*Written request*
Rewrite the part of these records that opens with the line containing "Where can the white cloud be seen here?" and closes with the line containing "x=356, y=507", with "waterfall" replaced by "cascade" and everything else unchanged. Give only those lines.

== Supplied entries

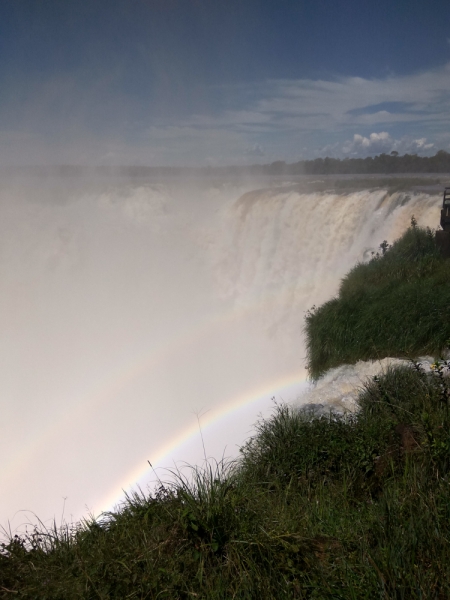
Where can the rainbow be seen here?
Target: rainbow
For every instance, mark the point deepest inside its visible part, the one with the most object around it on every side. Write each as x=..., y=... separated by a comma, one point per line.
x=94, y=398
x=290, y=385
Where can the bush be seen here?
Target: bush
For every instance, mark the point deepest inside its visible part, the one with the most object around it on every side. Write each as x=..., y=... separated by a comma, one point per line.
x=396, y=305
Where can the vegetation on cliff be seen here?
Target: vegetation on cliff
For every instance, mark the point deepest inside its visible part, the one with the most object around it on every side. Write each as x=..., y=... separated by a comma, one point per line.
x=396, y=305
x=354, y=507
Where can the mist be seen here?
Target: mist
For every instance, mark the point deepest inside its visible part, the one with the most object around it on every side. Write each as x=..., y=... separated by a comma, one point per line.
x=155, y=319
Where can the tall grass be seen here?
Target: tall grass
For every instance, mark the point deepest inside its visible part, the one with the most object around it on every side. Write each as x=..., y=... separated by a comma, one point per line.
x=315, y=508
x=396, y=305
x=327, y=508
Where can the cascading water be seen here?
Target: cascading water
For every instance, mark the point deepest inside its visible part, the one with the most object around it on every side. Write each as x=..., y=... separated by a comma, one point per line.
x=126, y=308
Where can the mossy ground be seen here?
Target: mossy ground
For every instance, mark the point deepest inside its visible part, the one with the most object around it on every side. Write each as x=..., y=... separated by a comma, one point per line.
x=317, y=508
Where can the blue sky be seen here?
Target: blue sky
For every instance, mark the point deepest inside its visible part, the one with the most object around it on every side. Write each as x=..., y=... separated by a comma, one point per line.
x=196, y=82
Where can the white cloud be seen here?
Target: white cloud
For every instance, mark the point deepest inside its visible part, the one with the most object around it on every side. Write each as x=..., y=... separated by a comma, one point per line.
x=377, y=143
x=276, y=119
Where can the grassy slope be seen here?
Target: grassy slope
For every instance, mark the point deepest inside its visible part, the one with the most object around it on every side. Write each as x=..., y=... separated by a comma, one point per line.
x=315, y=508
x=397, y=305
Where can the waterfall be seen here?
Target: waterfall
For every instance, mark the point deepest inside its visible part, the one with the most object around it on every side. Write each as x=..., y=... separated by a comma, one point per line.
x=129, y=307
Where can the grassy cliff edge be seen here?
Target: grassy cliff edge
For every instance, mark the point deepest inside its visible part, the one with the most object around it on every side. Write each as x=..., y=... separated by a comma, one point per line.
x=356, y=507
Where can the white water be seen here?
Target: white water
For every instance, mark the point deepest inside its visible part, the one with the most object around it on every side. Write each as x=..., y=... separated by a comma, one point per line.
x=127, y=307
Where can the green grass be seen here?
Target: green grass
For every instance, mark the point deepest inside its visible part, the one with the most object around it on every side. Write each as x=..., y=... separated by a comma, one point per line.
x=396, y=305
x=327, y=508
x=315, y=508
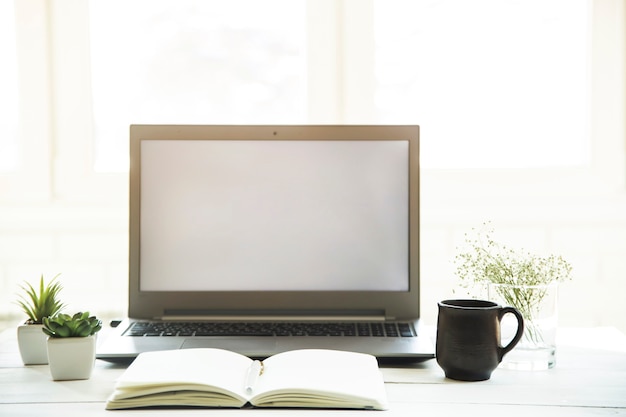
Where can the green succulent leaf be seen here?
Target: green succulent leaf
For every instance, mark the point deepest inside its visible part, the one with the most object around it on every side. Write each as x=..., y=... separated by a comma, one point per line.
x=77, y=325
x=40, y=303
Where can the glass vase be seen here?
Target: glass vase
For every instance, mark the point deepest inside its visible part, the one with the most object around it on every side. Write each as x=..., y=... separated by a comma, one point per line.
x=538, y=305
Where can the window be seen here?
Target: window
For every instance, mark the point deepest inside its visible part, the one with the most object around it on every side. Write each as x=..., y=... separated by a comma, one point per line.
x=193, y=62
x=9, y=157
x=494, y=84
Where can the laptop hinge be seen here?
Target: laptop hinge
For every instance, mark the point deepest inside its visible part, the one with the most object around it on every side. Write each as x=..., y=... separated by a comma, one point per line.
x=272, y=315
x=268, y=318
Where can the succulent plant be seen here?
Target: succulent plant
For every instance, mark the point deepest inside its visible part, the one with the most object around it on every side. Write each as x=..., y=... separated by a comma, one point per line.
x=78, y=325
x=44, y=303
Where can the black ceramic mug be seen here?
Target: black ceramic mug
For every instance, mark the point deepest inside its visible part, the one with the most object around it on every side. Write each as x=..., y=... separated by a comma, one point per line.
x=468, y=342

====
== Supplied entries

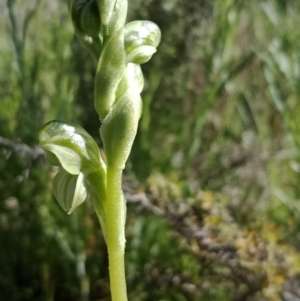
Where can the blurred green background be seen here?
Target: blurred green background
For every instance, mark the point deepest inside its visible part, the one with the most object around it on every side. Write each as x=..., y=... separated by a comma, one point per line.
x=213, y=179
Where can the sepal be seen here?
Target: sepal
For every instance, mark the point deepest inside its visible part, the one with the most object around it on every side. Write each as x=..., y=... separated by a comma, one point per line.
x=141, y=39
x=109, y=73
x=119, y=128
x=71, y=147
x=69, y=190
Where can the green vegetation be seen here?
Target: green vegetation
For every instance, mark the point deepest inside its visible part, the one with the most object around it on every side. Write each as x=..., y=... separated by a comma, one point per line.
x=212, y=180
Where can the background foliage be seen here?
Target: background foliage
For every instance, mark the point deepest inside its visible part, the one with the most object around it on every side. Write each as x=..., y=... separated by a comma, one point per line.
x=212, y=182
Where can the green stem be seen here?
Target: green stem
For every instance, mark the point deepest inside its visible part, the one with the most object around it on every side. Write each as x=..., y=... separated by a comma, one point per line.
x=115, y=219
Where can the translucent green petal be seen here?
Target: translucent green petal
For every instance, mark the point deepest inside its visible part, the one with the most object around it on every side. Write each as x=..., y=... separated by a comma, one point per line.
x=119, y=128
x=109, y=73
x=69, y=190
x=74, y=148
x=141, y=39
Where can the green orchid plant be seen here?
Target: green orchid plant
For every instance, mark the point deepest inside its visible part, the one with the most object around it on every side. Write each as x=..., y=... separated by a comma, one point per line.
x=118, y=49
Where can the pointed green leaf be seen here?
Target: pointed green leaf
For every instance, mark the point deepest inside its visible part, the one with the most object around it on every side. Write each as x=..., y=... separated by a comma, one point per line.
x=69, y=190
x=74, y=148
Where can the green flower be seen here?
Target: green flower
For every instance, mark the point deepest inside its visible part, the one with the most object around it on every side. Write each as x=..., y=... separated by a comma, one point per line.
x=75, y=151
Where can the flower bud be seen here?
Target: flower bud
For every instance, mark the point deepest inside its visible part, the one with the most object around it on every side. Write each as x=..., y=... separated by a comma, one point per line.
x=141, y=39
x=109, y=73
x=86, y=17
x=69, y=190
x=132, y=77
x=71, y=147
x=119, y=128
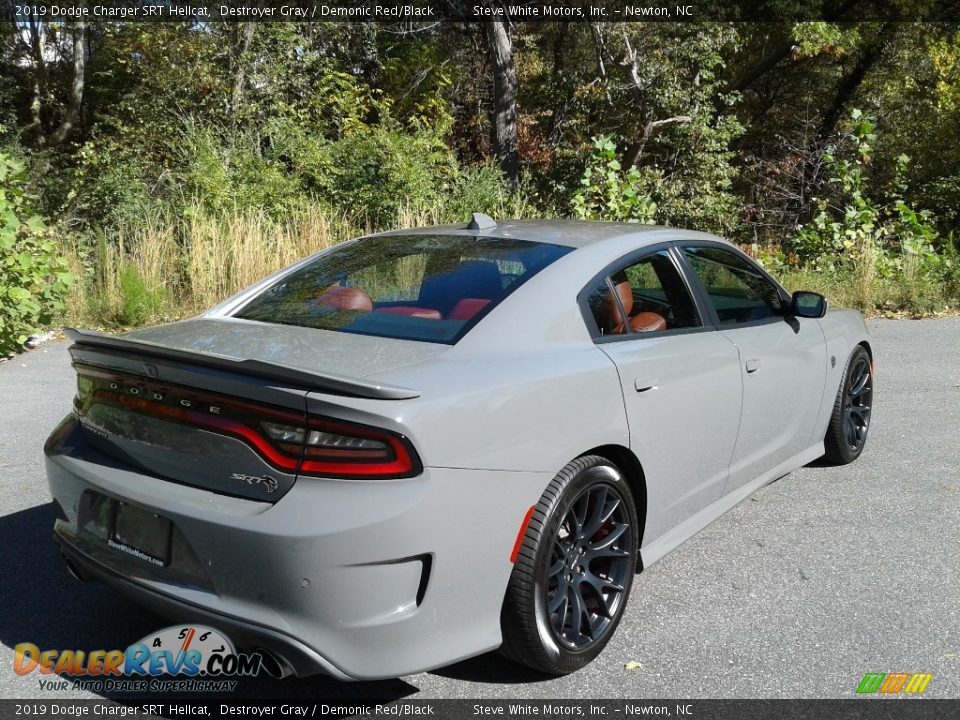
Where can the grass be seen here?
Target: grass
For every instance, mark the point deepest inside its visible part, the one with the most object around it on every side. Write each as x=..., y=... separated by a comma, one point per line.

====

*The solution*
Where can the white cloud be seen here?
Target: white cloud
For every instance, mark the point deepest inside its visible part, the one with the most object around it on every side. Write each as x=..., y=... separated by a comma, one point per line.
x=377, y=143
x=276, y=119
Where can the grassy slope be seen here?
Target: grassy slope
For every instance, mark the point deepest inside its visible part, the one with the most object around it on every side. Write each as x=..., y=... separated by a comma, one point per line.
x=315, y=508
x=397, y=305
Where can the cascade be seen here?
Target: cascade
For every instance, mark the point deepest inside its visible part, the one with the most object around it on every side. Write each as x=..., y=... separated by a comma, one point per line.
x=129, y=307
Where can the grassy cliff edge be seen here?
Target: grassy cliff edge
For every instance, mark the point deepest inside its visible part, the one with the most object around it on every side. Write each as x=..., y=... separated by a comma, one point per line.
x=356, y=507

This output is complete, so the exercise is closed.